Copy the lines below verbatim, beginning with the line that includes "red tiled roof" and continuing to the end; leave out everything before it.

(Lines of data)
....

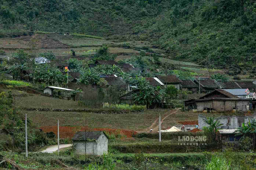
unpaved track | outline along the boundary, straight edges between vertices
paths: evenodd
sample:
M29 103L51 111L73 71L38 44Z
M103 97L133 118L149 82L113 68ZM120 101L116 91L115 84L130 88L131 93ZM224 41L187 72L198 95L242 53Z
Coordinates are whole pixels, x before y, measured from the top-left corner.
M71 146L71 144L61 144L60 145L60 149L66 148ZM43 150L40 152L43 153L53 153L57 151L58 150L58 145L51 146L47 148L46 149Z
M175 113L179 110L180 110L180 109L176 109L176 110L171 110L171 113L166 113L164 115L162 115L161 116L162 118L161 119L161 123L163 123L163 122L164 122L164 120L166 118L172 115ZM162 118L163 117L164 117L164 118ZM152 128L153 129L154 131L155 132L156 132L157 130L157 129L158 129L158 127L159 127L159 125L157 124L157 123L158 122L159 120L159 117L158 116L157 117L156 119L156 120L155 120L155 121L154 121L154 122L151 125L151 126L150 126L150 127L149 127L148 129L145 129L144 131L145 132L149 131L150 129L151 128Z

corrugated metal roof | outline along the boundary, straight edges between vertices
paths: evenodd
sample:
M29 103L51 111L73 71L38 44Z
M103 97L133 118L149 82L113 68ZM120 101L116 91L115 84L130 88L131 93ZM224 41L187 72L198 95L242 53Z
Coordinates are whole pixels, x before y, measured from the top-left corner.
M232 133L236 133L237 132L235 132L237 130L237 129L220 129L219 130L219 132L220 134L231 134Z
M236 96L246 95L245 92L246 89L227 89L222 90L225 90Z
M71 89L66 89L65 88L62 88L62 87L55 87L54 86L48 86L45 87L44 88L44 89L45 89L47 88L52 88L52 89L59 89L60 90L68 90L69 91L75 91L75 90L71 90Z
M77 132L72 138L73 140L85 140L89 139L97 140L101 135L104 134L108 138L108 136L103 131L94 132Z

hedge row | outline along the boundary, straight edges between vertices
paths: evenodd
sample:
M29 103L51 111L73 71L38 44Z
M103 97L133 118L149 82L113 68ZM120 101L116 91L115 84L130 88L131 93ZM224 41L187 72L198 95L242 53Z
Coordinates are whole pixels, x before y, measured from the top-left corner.
M129 113L140 113L143 110L97 110L90 109L53 109L51 108L34 108L31 107L22 107L23 110L28 111L36 110L41 111L52 111L52 112L89 112L94 113L99 113L101 114L126 114Z
M175 139L178 140L179 136L182 137L183 136L202 136L202 132L164 132L161 133L161 139L163 140L170 140ZM132 136L134 137L142 138L146 137L150 139L159 139L158 133L137 133Z
M125 154L114 155L117 159L122 160L125 163L129 163L134 159L134 154ZM203 153L173 153L167 154L145 154L148 158L157 160L160 163L182 162L184 164L191 162L202 162L206 159Z
M188 145L187 144L188 144ZM131 143L113 144L109 144L109 149L123 153L186 153L213 151L221 148L221 145L215 143L204 144L196 144L190 145L178 144L178 142L140 142Z

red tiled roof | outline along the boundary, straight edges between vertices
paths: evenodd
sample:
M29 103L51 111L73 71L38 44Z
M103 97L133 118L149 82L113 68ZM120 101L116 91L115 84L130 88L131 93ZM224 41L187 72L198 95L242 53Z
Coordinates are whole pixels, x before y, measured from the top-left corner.
M199 80L195 80L196 83L199 84ZM200 85L204 87L208 88L219 88L219 86L216 83L217 81L213 79L205 79L200 80Z
M178 83L182 82L176 76L156 76L163 83Z
M181 86L183 87L198 87L198 85L190 80L182 80Z
M149 82L149 84L153 86L161 85L161 84L159 83L153 77L145 77L145 79Z

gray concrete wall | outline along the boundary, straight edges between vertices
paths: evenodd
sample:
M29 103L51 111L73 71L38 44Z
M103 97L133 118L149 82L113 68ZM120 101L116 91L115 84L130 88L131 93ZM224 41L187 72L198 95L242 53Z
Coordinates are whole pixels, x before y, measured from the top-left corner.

....

- **Expected answer**:
red tiled roof | outline along the boundary, straight edges between vertices
paths: evenodd
sample:
M29 103L51 111L73 71L38 44Z
M103 97L133 118L149 82L113 68ZM120 101L116 91L115 84L130 88L131 93ZM224 41L187 72L198 95L242 53Z
Coordinates are whole pixels, x before y, measured from the top-left corner.
M199 80L195 80L196 83L199 84ZM200 85L204 87L208 88L219 88L219 86L216 83L217 81L213 79L205 79L200 80Z
M178 83L182 82L176 76L156 76L163 83Z
M181 86L183 87L198 87L198 85L190 80L182 80Z
M149 82L149 84L153 86L161 85L161 84L159 83L153 77L145 77L145 79Z

gray concrete wall | outline along the boundary, straight edges between vertices
paths: evenodd
sample:
M29 103L51 111L73 71L38 44Z
M103 97L133 118L149 82L113 68ZM120 101L116 91L115 84L130 88L131 93ZM224 41L187 72L198 95L242 53Z
Coordinates are whole pixels, x before y, measured from the top-left corner.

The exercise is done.